### Input records:
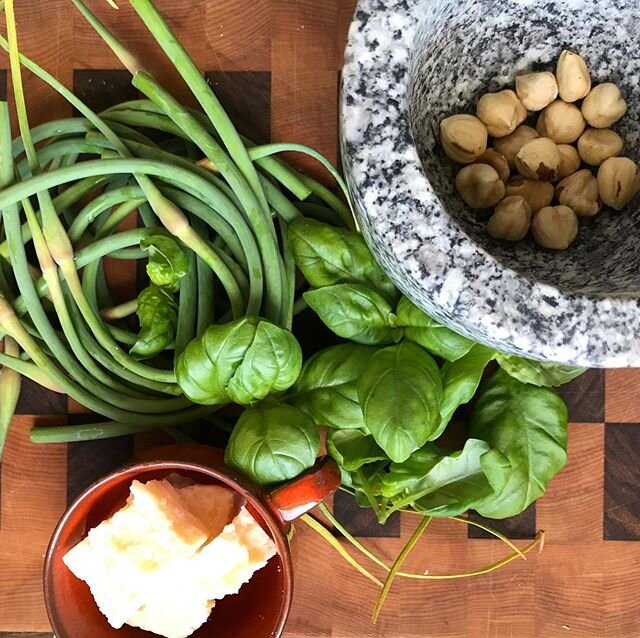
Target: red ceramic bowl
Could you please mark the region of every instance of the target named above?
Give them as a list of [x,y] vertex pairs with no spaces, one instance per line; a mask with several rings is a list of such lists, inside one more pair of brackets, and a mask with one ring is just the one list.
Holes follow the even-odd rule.
[[209,620],[193,638],[277,638],[282,635],[293,591],[293,569],[286,537],[287,522],[302,515],[340,483],[334,461],[321,459],[309,472],[268,493],[224,465],[221,450],[201,445],[172,445],[145,455],[141,463],[105,476],[87,488],[56,527],[44,567],[44,593],[57,638],[152,638],[124,625],[114,629],[96,606],[89,587],[62,562],[87,532],[122,507],[134,479],[161,479],[179,472],[198,483],[219,483],[235,490],[274,540],[278,553],[235,596],[216,603]]

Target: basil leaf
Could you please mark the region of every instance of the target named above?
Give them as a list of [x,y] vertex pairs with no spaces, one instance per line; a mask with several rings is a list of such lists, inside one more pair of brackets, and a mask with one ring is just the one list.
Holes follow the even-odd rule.
[[320,433],[300,410],[265,404],[245,410],[233,428],[224,460],[259,485],[292,479],[310,468]]
[[445,328],[402,297],[396,308],[396,325],[404,328],[404,336],[447,361],[456,361],[474,346],[473,341]]
[[387,460],[374,438],[359,430],[332,430],[327,435],[327,451],[349,472],[368,463]]
[[397,291],[380,268],[362,235],[299,217],[289,225],[296,266],[314,288],[342,283],[372,287],[388,299]]
[[402,463],[391,463],[382,479],[381,493],[386,498],[413,491],[418,481],[442,460],[444,453],[433,443],[416,450]]
[[306,412],[318,425],[364,429],[358,379],[375,351],[345,343],[318,352],[304,364],[287,403]]
[[521,383],[500,370],[482,388],[471,436],[509,460],[506,485],[475,509],[489,518],[524,511],[544,494],[567,461],[567,406],[548,388]]
[[137,359],[154,357],[175,339],[178,304],[158,286],[149,286],[138,295],[140,332],[129,354]]
[[304,300],[335,334],[356,343],[392,343],[402,336],[380,294],[361,284],[336,284],[304,293]]
[[152,235],[140,242],[140,248],[149,252],[147,274],[156,286],[171,292],[178,290],[180,279],[187,274],[189,260],[180,244],[172,237]]
[[250,405],[289,389],[302,368],[293,334],[260,317],[212,325],[178,357],[176,378],[194,403]]
[[433,358],[403,342],[378,350],[358,382],[364,422],[392,461],[405,461],[436,432],[442,380]]
[[484,369],[494,356],[493,350],[475,345],[457,361],[448,361],[442,366],[443,391],[437,436],[444,432],[458,407],[471,401],[480,385]]
[[569,383],[587,371],[587,368],[566,366],[547,361],[532,361],[509,354],[498,353],[498,365],[511,377],[538,386],[559,386]]
[[[469,439],[462,450],[441,455],[435,463],[429,459],[423,468],[416,467],[418,464],[409,459],[409,473],[404,463],[392,463],[383,479],[386,488],[383,494],[392,498],[394,511],[411,506],[428,516],[462,514],[493,494],[480,461],[489,451],[485,441]],[[400,492],[396,492],[396,476],[400,476],[403,486]]]

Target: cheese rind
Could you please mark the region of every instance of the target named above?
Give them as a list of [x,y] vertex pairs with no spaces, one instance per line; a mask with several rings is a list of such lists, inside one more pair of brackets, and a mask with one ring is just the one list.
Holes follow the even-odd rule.
[[134,481],[127,504],[63,557],[116,629],[187,638],[276,553],[235,492],[177,483]]
[[235,492],[221,485],[188,485],[178,489],[185,505],[204,524],[209,538],[222,532],[240,510]]

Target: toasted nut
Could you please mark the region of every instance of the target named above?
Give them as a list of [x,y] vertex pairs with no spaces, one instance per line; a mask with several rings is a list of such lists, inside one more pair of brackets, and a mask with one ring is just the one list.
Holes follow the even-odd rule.
[[578,235],[578,218],[568,206],[545,206],[535,214],[531,234],[543,248],[564,250]]
[[549,206],[553,201],[555,189],[549,182],[539,182],[535,179],[528,179],[522,175],[516,175],[507,182],[505,192],[507,197],[520,195],[523,197],[532,213],[536,213],[541,208]]
[[471,208],[490,208],[504,197],[504,182],[488,164],[471,164],[460,169],[456,188]]
[[516,168],[521,175],[542,182],[556,178],[560,166],[560,151],[548,137],[527,142],[516,155]]
[[627,103],[611,82],[594,86],[582,103],[582,115],[593,128],[609,128],[626,112]]
[[628,157],[610,157],[598,169],[598,192],[607,205],[621,210],[640,190],[640,169]]
[[585,126],[582,113],[575,104],[556,100],[542,111],[536,130],[556,144],[570,144],[582,135]]
[[511,171],[509,170],[509,163],[500,155],[498,151],[488,148],[480,157],[474,162],[475,164],[487,164],[496,169],[496,173],[500,176],[500,179],[506,184],[509,177],[511,177]]
[[624,142],[609,128],[588,128],[578,140],[580,157],[591,166],[600,166],[609,157],[620,155]]
[[575,102],[591,90],[591,76],[587,63],[573,51],[563,51],[556,66],[558,93],[565,102]]
[[579,217],[593,217],[602,210],[598,180],[588,168],[565,177],[556,186],[556,198]]
[[505,89],[498,93],[485,93],[478,100],[476,115],[485,123],[489,135],[504,137],[525,121],[527,109],[513,91]]
[[571,144],[558,144],[558,151],[560,151],[560,165],[557,179],[564,179],[580,168],[580,155]]
[[507,162],[509,162],[510,168],[516,167],[516,155],[518,151],[531,140],[540,137],[535,129],[523,124],[519,126],[513,133],[505,135],[505,137],[499,137],[493,141],[493,147],[504,155]]
[[487,128],[474,115],[452,115],[440,122],[440,141],[454,162],[471,164],[487,150]]
[[519,241],[524,239],[531,226],[531,209],[524,197],[505,197],[491,215],[487,232],[496,239]]
[[541,111],[558,97],[556,76],[549,71],[516,76],[516,93],[529,111]]

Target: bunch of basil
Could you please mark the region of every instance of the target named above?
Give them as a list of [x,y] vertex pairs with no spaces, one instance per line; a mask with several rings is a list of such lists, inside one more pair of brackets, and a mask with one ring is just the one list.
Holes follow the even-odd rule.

### Work to do:
Every line from the one containing "Target: bunch of basil" through the last line must be copied exactly; leave out the rest.

### Result of the task:
Target: bunch of basil
Could you please mark the region of every instance of the target named above?
Give them as a list of [x,y] vertex pairs with no spaces, one instance per line; a mask with several rings is a list of such lists, inside one more pair of brackets, and a mask with one ring is just the one list.
Holes follow the even-odd rule.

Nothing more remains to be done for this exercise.